> TASK INSTRUCTIONS
From the records below, transcribe exactly the lines that begin at the line with "Target: village" and end at the line with "40, row 37.", both included.
═══ SOURCE DATA ═══
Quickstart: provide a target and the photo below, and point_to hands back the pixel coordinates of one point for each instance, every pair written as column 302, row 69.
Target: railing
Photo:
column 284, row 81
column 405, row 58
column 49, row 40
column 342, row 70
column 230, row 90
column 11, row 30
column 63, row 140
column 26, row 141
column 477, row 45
═══
═══ SOURCE DATA ═══
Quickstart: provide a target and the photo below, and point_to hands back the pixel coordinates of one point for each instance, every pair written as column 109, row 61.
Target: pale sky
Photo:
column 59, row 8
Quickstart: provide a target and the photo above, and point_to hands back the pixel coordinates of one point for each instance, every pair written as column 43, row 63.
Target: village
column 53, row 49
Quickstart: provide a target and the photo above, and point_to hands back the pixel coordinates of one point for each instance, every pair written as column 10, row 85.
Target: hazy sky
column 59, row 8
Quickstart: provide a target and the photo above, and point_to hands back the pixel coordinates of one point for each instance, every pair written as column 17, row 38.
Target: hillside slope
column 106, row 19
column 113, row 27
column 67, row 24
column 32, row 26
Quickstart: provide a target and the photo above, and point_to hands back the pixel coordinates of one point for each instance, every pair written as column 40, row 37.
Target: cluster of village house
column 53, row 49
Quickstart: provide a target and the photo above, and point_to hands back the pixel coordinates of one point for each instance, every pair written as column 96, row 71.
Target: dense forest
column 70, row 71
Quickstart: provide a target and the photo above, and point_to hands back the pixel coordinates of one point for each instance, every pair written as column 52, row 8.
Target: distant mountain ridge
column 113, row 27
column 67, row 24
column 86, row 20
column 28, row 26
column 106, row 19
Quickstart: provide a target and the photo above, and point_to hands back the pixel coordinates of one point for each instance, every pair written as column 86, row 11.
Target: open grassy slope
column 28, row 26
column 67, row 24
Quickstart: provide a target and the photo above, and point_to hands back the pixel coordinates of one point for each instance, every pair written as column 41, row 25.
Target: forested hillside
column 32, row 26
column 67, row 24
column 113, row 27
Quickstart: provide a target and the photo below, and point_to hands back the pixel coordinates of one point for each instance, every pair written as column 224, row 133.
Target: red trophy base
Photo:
═══
═══ SOURCE DATA ═══
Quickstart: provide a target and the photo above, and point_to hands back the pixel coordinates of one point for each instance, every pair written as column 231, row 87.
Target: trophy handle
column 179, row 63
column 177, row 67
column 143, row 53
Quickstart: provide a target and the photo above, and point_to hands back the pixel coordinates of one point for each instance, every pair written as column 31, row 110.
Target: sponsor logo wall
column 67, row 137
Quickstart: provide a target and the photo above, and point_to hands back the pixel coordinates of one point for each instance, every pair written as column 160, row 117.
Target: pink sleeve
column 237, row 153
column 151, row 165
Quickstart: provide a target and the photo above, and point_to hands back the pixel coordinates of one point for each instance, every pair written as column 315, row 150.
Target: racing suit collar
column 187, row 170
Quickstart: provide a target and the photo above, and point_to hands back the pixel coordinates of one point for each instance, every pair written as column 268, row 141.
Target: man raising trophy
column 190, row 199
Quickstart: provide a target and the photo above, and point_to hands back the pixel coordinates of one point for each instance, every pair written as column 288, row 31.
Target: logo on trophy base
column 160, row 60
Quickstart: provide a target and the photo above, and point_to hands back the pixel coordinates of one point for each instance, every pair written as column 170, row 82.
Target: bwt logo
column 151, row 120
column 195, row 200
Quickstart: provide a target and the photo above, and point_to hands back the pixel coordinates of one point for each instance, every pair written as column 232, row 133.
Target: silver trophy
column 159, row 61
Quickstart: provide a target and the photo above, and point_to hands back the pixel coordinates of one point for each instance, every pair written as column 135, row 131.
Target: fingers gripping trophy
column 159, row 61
═══
> SOLUTION TO THE EXERCISE
Target: village
column 53, row 49
Quickstart: provide a target and the photo above, and point_to hands back the pixel coordinates of one point for each instance, every pair written as column 10, row 85.
Target: hazy sky
column 59, row 8
Quickstart: provide a target and the photo above, and point_to hands back the pixel coordinates of one point for each instance, every pair written as column 17, row 38.
Target: hillside slope
column 106, row 19
column 113, row 27
column 67, row 24
column 32, row 26
Quickstart: provide a target and the photo above, and point_to hands back the pixel coordinates of one point for each instance, every pair written as column 40, row 37.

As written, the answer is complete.